> **What you will do**:
Every line containing the word "blue" must be pulled from the records.

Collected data
········

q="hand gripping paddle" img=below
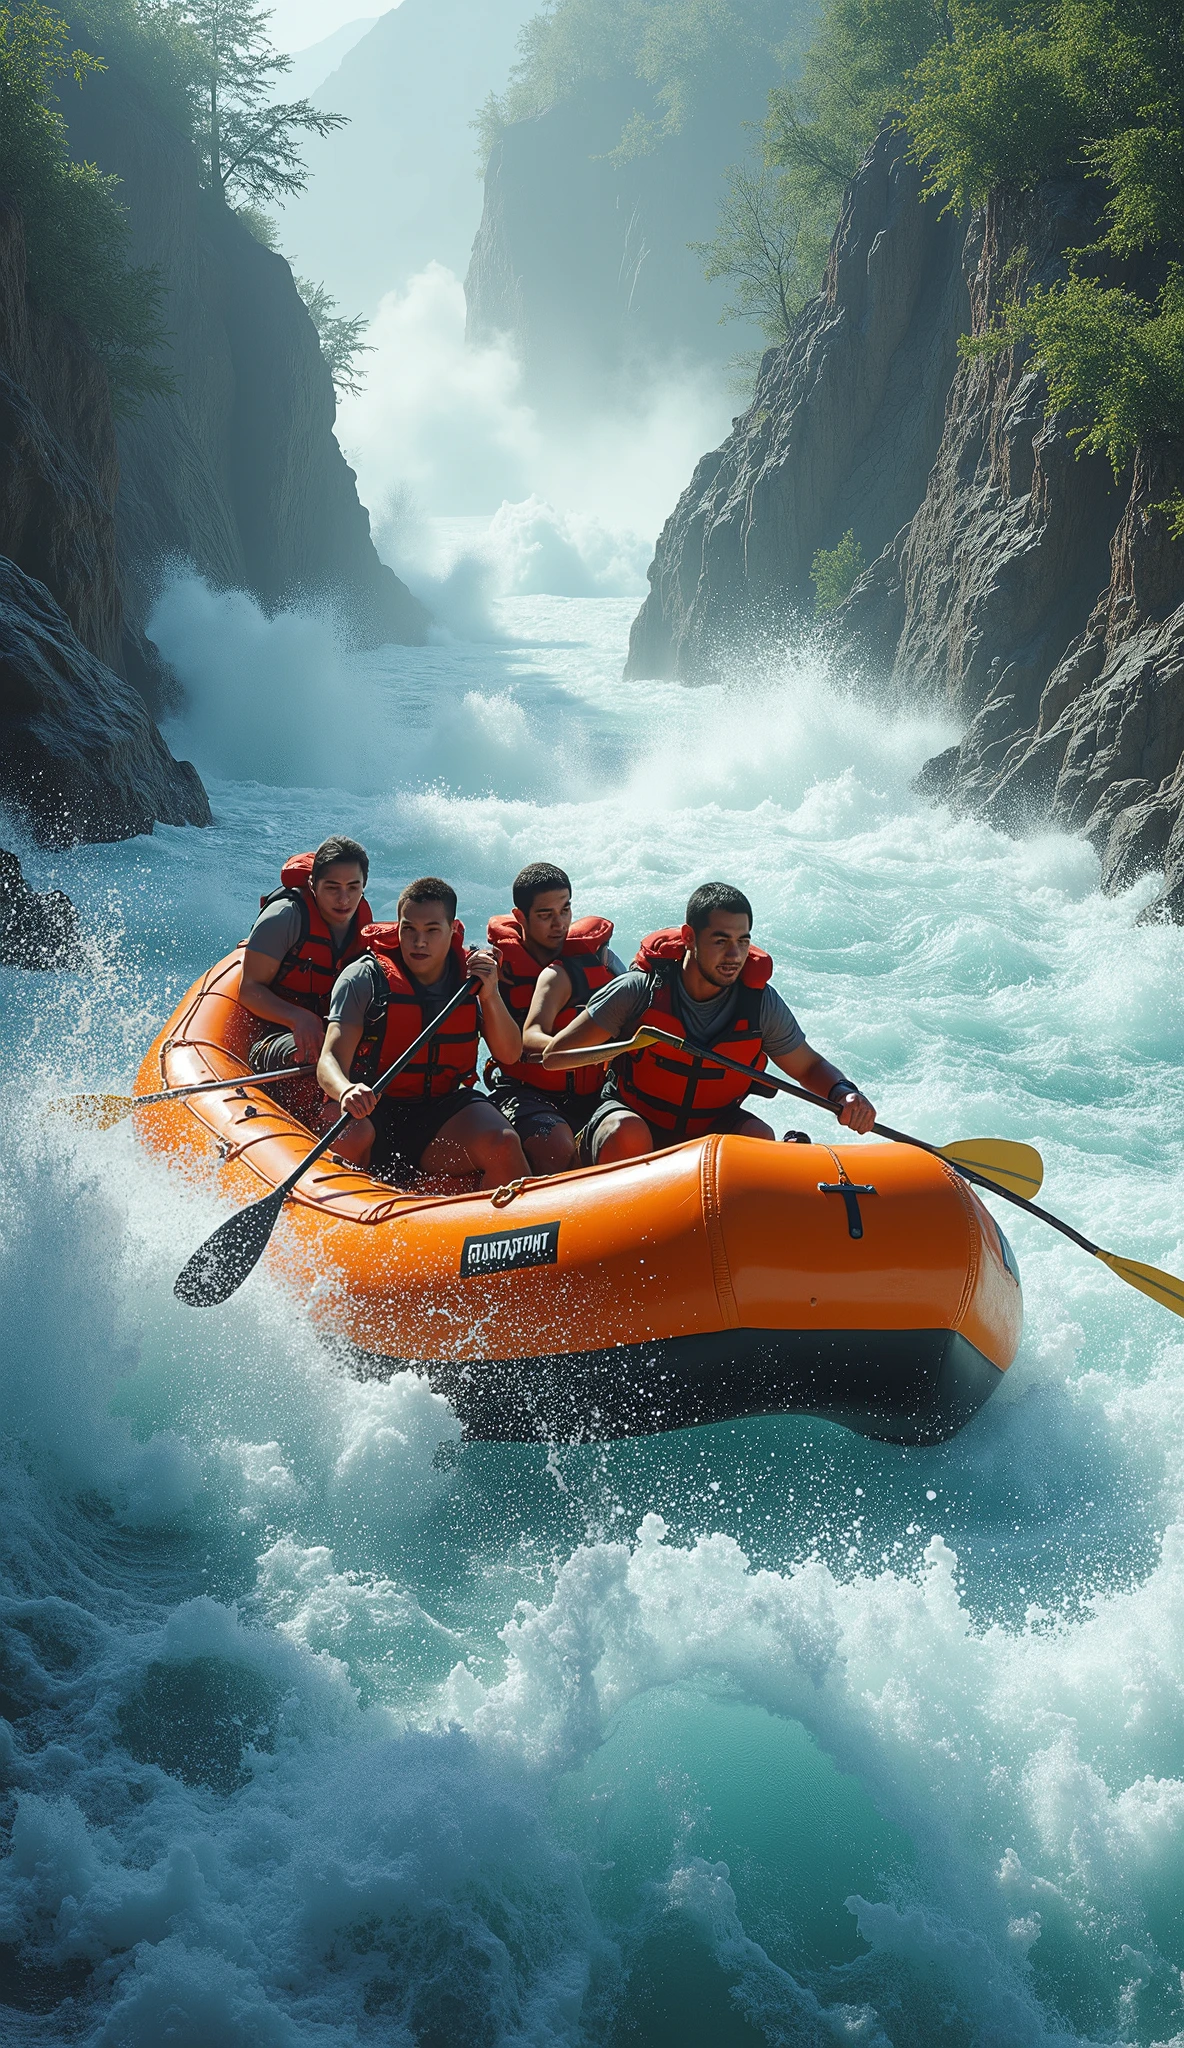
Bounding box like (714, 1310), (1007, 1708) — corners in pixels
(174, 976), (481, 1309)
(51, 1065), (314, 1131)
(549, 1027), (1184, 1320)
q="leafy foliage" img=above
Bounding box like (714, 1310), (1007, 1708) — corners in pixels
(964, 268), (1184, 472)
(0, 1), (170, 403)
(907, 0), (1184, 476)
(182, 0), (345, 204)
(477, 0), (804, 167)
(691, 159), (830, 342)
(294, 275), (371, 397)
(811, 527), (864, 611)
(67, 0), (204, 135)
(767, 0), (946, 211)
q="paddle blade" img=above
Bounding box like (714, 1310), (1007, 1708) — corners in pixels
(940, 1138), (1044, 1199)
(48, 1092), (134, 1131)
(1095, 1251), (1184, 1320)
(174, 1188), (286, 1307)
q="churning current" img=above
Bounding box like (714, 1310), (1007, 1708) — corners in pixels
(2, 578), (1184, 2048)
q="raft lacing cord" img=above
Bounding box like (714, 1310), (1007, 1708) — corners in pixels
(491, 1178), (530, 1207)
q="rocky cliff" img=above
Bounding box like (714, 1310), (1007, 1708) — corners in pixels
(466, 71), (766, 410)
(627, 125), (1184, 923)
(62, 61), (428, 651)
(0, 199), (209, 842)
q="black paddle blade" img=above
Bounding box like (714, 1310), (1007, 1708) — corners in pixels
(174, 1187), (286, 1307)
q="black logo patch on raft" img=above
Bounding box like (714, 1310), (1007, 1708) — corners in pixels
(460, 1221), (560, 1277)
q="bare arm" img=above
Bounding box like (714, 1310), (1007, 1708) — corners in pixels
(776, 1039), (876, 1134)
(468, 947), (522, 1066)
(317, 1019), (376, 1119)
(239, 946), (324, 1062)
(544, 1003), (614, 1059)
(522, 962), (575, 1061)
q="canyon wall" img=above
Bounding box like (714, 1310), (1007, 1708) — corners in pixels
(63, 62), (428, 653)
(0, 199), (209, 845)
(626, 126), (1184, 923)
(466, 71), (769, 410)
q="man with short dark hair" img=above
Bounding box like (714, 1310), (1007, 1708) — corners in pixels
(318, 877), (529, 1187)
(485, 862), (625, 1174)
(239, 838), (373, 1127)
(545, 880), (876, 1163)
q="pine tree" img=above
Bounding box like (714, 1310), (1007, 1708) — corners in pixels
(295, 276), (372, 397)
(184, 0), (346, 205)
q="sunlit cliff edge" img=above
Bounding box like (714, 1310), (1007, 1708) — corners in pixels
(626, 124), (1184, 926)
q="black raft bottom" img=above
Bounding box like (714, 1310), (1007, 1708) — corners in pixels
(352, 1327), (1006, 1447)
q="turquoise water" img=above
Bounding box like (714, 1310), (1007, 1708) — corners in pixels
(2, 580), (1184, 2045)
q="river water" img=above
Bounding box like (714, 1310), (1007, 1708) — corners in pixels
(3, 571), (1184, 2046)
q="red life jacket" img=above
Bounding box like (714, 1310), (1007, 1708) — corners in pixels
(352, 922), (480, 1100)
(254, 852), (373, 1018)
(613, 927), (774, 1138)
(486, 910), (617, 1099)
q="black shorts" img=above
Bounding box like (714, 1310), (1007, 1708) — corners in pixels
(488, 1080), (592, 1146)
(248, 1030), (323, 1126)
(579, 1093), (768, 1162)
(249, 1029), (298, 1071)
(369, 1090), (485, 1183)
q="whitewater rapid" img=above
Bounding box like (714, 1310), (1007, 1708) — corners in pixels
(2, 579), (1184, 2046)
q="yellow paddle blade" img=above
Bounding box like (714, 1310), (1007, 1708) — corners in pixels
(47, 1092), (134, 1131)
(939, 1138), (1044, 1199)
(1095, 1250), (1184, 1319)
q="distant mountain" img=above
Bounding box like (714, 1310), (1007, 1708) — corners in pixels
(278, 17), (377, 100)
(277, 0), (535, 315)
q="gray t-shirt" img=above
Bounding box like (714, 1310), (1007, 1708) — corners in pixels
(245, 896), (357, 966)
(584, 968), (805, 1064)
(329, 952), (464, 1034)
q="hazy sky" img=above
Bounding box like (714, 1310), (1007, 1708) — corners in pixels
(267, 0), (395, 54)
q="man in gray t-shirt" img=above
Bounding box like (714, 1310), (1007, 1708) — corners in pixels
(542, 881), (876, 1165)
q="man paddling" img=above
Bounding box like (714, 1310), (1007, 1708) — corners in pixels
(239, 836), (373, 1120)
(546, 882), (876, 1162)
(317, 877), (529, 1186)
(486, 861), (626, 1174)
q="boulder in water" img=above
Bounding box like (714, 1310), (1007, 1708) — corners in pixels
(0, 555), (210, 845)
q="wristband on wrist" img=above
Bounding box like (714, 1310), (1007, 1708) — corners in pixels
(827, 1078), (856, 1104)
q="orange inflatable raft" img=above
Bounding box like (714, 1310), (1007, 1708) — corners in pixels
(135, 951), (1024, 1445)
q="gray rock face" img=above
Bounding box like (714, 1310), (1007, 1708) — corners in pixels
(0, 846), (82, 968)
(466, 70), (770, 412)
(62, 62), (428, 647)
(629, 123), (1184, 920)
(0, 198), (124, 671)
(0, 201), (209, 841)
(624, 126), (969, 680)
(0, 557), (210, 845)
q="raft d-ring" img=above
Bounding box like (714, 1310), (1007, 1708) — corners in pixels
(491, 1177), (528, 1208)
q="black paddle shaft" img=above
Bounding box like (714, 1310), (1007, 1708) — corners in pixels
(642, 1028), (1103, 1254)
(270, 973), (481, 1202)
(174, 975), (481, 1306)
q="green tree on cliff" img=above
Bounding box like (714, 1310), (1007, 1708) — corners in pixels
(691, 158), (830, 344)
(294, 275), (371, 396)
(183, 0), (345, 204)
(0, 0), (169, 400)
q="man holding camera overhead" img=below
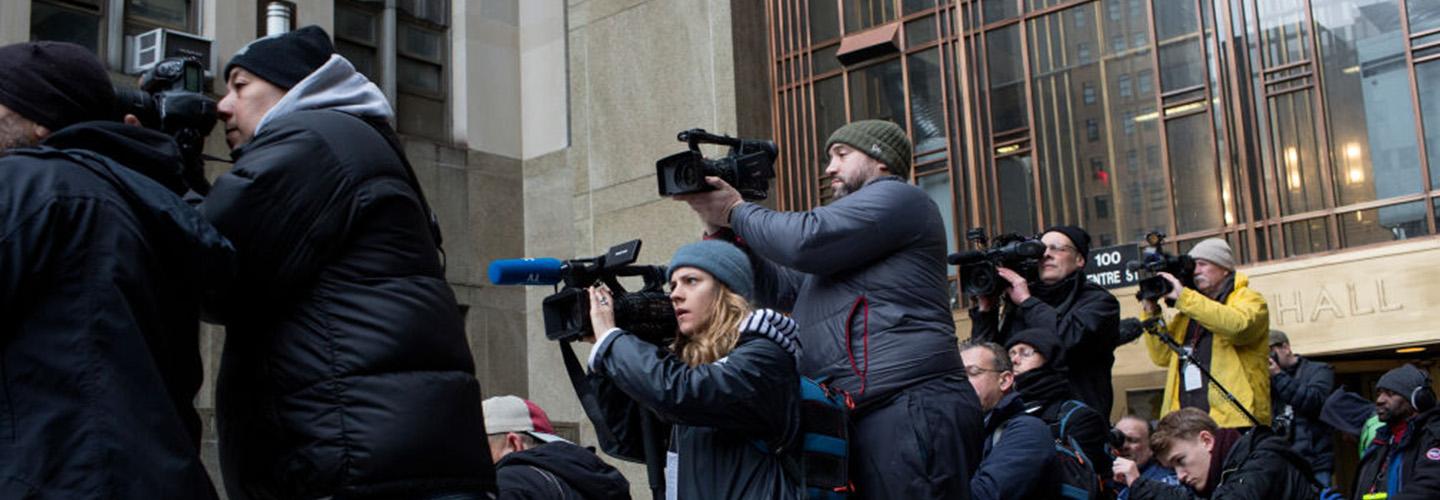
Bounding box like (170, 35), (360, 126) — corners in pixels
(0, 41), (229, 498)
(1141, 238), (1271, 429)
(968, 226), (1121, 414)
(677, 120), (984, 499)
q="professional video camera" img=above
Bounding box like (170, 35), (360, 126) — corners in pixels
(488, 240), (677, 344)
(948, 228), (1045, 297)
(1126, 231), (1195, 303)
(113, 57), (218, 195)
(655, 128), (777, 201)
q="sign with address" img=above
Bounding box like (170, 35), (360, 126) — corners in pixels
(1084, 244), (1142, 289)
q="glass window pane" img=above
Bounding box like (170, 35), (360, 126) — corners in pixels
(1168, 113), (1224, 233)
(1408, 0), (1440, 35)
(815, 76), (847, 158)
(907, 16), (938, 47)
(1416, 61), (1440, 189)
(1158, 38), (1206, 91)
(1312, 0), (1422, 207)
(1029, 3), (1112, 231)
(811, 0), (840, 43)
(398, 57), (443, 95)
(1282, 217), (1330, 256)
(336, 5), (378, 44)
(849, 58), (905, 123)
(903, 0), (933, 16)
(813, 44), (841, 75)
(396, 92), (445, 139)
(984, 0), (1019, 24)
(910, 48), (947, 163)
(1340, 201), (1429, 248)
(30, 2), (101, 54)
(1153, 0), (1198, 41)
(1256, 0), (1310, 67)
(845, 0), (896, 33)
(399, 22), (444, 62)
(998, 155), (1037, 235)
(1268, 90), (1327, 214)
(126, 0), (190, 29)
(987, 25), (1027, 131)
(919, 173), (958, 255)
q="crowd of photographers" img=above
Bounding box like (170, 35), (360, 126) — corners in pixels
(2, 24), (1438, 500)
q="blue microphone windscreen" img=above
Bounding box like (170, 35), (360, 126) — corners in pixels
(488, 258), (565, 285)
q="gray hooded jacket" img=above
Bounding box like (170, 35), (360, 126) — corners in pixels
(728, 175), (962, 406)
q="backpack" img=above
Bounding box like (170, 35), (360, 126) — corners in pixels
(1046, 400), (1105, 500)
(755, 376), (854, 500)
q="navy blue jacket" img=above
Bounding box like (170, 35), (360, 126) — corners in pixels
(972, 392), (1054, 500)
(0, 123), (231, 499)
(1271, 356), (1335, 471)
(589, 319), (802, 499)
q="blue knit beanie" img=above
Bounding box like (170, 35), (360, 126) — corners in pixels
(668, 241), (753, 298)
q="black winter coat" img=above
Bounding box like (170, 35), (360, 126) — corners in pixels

········

> **Result**:
q="blue microphone windscreen" img=above
q="navy blue jacket" img=above
q="blue knit beanie" img=above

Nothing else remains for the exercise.